* TEXTE À LIRE *
<<<<
Quand nous allâmes pour la première fois à Varengeville-sur-mer, avec ma mie, c’était un novembre 2012 je crois… Nous avions projeté un voyage à Madrid, quand une grève surprise des chauffeurs d’aérobus (elles surprennent toujours ceux qui la subissent…) nous bloqua à Paris… enfin pas tout à fait puisque nous avons loué une voiture direction la côte d’opale : est-ce pour la douceur opaline des eaux de la Manche, leur bleu laiteux et ouateux bordant la côte après la chute d’un pan de falaise de craie blanche, qu’on la nomme ainsi ? C’est en quittant Dieppe, ville que nous affectionnons particulièrement pour, entre autres le pont Colbert, pont tournant avec sa guérite de Jean Prouvé[1], et en musardant le long de la côte que nous avons bifurqué par hasard en direction de l’église Saint Valéry signalée sur le bord de la route. Mais avant de quitter Dieppe et son étonnant musée dans le château médiéval surplombant la ville, avec son dédale de salles labyrinthiques, où déjà quelques dessins de Braque nous avaient surpris, nous nous étions armés d’un solide casse croûte et d’une chopine. Le temps brouillardeux le matin virait de bord pour se mettre au beau. Chance pour le pique nique, mais double chance d’avoir trouvé cette charmante chapelle perchée à pic au-dessus d’une plage de galet, offrant depuis ce promontoire comme une peinture sur les falaises crayeuses rayées de silex noirs.

 La visite de l’église romane Saint Valéry, toute pimpante et entretenue plus qu’un quelconque lieu de culte isolé nous a surpris ; nous restions bouche bée devant les vitraux de facture contemporaine, sobres et inspirés, ajoutant au mystère des lieux. Dehors au chevet de l’église, face à la côte et sous un doux soleil qui chauffait la pierre, nous avons dégusté nos mets et bu notre vin, c’était divin. En retournant au parking, nous avons traversé le cimetière marin et sommes tombés en arrêt sur la tombe d’un certain Georges Braque (1882-1963). Et de deux… il nous poursuit cet homme-là.

 C’est à la troisième rencontre, l’exposition qui lui est consacrée au Grand palais[2], que je compris que Braque et Varengeville, c’est une longue histoire d’amour. Y ayant acheté un terrain dans les années 1930, il y fit construire par l’architecte Paul Nelson sa maison et son atelier, dans lequel l’artiste a produit l’œuvre de la deuxième moitié de sa vie, avant, pendant et après la seconde guerre mondiale. Mais avant de débarquer en Normandie, Braque aura traversé la France du nord au sud, et dans l’entre deux, aura bousculé l’art avec la révolution cubiste, introduisant de nouveaux matériaux, de nouveaux concepts, une autre perception de la peinture. La vision frontale et la perspective sont bousculées par une vision tridimensionnelle du sujet (paysage, nature morte ou portrait), comme si elle était la vision simultanée de plusieurs spectateurs placés à des endroits différents. Le Mouvement moderne en architecture va s’emparer de cette révolution cubiste, et le dessin classique de la « façade principale » va laisser la place à la « vue axonométrique » pour servir à la présentation du projet de l’architecte : ici on saisit mieux ce que Le Corbusier appelait « la promenade architecturale ».
>>>>
* CONSIGNE *
Expliquez en une à trois phrases pourquoi, dans le récit sur Varengeville-sur-mer, le voyage s'est fait en voiture vers la côte d'Opale et non à Madrid. Ce matériel provient d'une autre source que le texte.

* INFORMATIONS FOURNIES *
<<<<
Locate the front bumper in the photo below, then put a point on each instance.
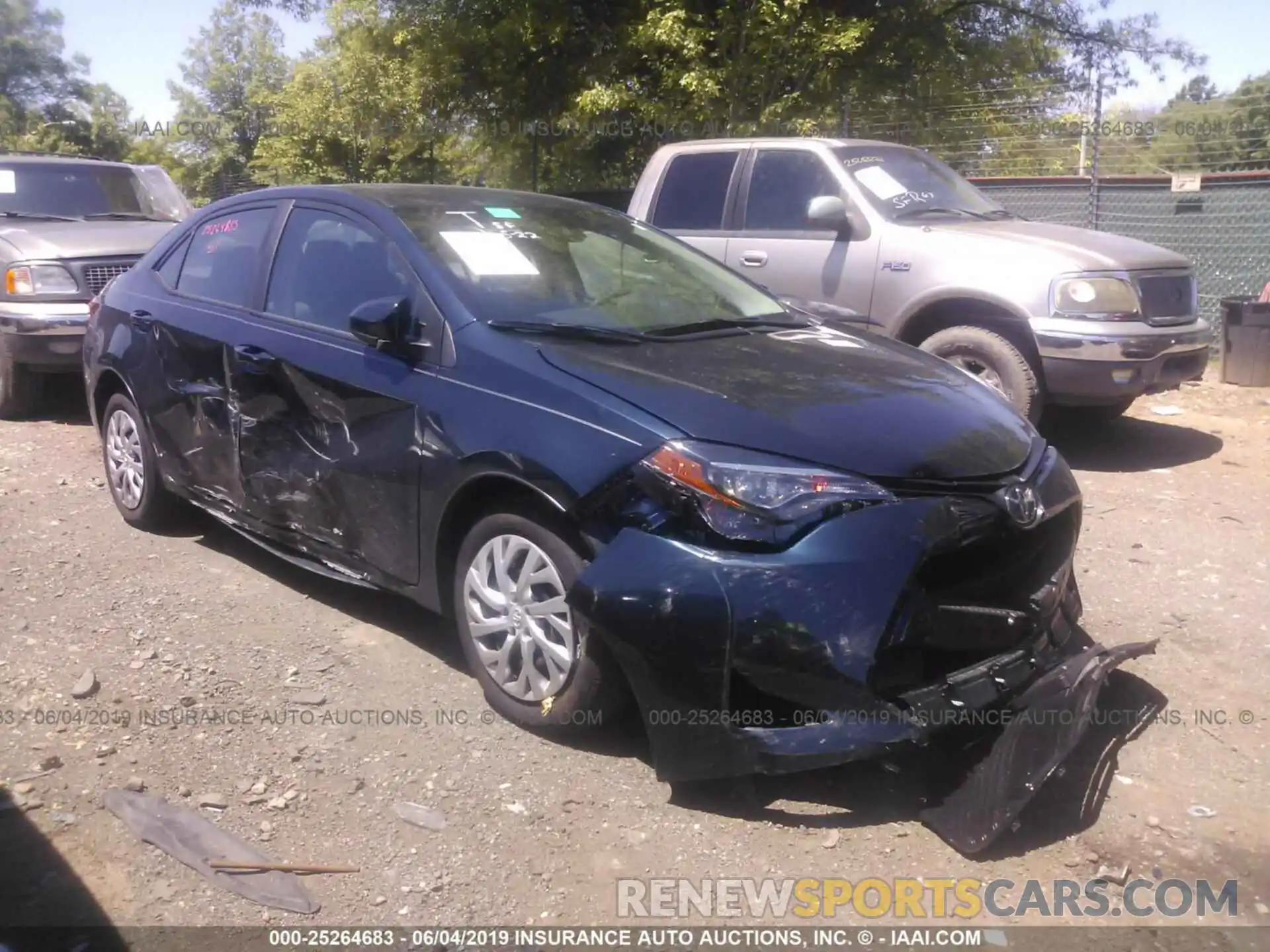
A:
(860, 637)
(1099, 362)
(46, 337)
>>>>
* RÉSULTAT *
Le voyage prévu à Madrid a été empêché par une grève surprise des chauffeurs d'aérobus, qui a bloqué les voyageurs à Paris. Ils ont alors loué une voiture pour partir en direction de la côte d'Opale.